O exercício → Pode transcrever fielmente, do decreto sobre o milenarismo mitigado, o trecho de "Suprema Sagrada Congregação" a "terra para reinar."?

Página →
▼

“O sistema do Milenarismo
mitigado
não pode ser ensinado sem
perigo”
Suprema Sagrada Congregação do
Santo Ofício
Santo Ofício
Condenação do milenarismo mitigado
(Decreto de 19-21 de julho de 1944.
A.A.S., XXXVI, 1944, p. 212.)
A.A.S., XXXVI, 1944, p. 212.)
I. Tradução em português,
seguida do original, em latim:
seguida do original, em latim:
Nos últimos tempos, mais de uma vez se perguntou a esta Suprema Sagrada
Congregação do Santo Ofício o que se deve pensar do Milenarismo mitigado,
que ensina que o Cristo Senhor, antes do Juízo Final, ocorra ou não antes a ressurreição
de muitos justos, virá visivelmente a esta terra para reinar.
Tendo examinado o tema na reunião plenária da quarta-feira, 19 de julho
de 1944, os Eminentíssimos e Reverendíssimos Senhores Cardeais encarregados de
velar pela pureza da fé e dos costumes, depois de ouvir a opinião de seus
consultores, decretaram responder: o sistema do Milenarismo mitigado não
pode ser ensinado sem perigo.
E, no dia seguinte, quinta-feira, 20 do mesmo mês e ano, o Santíssimo
Senhor Nosso Pio XII, Papa pela Divina Providência, na habitual audiência
concedida ao Excelentíssimo e Reverendíssimo Senhor Assessor do Santo Ofício,
aprovou, confirmou e mandou publicar esta resposta dos Eminentíssimos Padres.

▲

Dados fornecidos →

▼

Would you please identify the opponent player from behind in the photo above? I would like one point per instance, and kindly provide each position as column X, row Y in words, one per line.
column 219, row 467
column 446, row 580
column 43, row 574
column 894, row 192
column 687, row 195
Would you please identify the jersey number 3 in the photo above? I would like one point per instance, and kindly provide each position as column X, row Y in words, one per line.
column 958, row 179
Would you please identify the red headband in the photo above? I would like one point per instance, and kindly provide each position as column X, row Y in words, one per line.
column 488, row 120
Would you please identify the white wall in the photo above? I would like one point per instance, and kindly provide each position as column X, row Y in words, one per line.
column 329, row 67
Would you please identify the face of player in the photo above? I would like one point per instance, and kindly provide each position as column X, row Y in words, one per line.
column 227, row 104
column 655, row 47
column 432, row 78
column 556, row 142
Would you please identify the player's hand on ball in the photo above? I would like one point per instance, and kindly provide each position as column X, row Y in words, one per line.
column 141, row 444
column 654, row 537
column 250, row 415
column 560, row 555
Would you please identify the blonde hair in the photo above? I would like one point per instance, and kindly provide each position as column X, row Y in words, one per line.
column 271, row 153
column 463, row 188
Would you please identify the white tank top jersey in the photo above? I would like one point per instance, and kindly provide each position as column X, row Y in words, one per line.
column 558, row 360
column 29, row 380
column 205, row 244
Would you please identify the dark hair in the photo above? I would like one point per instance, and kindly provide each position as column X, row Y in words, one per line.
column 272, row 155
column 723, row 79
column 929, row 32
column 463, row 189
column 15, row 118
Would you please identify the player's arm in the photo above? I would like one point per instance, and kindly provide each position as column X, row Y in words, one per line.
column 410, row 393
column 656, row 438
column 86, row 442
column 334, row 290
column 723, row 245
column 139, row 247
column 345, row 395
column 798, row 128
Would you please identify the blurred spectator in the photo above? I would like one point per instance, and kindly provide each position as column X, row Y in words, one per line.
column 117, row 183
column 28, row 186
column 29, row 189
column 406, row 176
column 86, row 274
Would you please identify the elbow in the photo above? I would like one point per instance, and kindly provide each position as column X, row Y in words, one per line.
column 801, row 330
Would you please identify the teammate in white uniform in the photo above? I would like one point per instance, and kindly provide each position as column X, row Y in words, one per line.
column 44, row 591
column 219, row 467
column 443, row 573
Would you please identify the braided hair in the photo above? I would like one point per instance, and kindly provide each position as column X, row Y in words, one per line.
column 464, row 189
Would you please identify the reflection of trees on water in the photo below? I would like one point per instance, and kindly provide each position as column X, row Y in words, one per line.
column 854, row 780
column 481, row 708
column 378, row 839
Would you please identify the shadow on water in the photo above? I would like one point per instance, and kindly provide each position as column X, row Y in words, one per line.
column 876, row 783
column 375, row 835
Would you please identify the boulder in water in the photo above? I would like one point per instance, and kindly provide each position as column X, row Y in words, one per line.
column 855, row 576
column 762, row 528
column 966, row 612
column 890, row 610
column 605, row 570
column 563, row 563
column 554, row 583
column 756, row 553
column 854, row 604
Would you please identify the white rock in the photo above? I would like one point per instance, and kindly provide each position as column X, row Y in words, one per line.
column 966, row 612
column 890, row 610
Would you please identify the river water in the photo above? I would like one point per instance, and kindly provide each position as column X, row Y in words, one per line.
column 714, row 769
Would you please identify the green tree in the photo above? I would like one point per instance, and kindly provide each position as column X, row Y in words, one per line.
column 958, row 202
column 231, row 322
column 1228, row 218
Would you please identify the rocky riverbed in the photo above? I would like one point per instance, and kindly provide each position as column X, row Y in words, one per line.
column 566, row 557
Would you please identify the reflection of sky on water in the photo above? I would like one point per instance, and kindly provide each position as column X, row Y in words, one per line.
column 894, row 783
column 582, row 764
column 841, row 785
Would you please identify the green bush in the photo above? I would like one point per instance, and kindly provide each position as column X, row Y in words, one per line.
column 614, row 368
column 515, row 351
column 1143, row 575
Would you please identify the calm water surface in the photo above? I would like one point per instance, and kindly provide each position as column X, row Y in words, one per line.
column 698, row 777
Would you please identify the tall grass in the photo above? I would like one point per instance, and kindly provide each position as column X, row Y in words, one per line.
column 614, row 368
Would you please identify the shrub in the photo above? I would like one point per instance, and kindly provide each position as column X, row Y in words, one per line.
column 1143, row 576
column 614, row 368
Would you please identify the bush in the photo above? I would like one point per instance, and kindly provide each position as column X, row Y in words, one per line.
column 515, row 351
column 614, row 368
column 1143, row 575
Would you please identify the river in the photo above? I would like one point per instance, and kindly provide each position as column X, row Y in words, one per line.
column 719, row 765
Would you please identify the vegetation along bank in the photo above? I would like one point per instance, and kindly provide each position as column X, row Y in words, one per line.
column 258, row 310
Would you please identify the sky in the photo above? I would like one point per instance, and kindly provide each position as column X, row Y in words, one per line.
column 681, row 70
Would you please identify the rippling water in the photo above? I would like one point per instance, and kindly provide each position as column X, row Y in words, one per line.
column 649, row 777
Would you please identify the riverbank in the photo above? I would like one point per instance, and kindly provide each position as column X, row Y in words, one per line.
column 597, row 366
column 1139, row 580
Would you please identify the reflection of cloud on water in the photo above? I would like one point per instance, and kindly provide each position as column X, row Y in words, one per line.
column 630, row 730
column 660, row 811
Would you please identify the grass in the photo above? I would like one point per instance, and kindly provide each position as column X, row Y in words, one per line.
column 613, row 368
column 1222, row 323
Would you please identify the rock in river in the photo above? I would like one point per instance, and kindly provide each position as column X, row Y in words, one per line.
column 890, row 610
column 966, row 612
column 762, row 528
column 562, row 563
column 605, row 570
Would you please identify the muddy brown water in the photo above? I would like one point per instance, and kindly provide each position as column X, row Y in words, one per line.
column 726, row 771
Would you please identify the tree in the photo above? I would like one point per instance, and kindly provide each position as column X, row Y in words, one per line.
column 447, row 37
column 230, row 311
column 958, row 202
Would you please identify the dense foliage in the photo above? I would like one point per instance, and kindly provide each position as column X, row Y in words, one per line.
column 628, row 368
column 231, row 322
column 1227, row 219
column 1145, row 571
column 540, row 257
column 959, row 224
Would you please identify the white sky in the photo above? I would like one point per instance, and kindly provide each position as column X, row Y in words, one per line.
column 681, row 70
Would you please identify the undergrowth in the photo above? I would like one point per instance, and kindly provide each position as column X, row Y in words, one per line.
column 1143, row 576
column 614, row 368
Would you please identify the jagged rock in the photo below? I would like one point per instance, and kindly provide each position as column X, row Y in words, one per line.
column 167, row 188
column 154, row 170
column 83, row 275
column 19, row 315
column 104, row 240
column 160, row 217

▲

Resultado do exercício →
Suprema Sagrada Congregação do
Santo Ofício
Santo Ofício
Condenação do milenarismo mitigado
(Decreto de 19-21 de julho de 1944.
A.A.S., XXXVI, 1944, p. 212.)
A.A.S., XXXVI, 1944, p. 212.)
I. Tradução em português,
seguida do original, em latim:
seguida do original, em latim:
Nos últimos tempos, mais de uma vez se perguntou a esta Suprema Sagrada
Congregação do Santo Ofício o que se deve pensar do Milenarismo mitigado,
que ensina que o Cristo Senhor, antes do Juízo Final, ocorra ou não antes a ressurreição
de muitos justos, virá visivelmente a esta terra para reinar.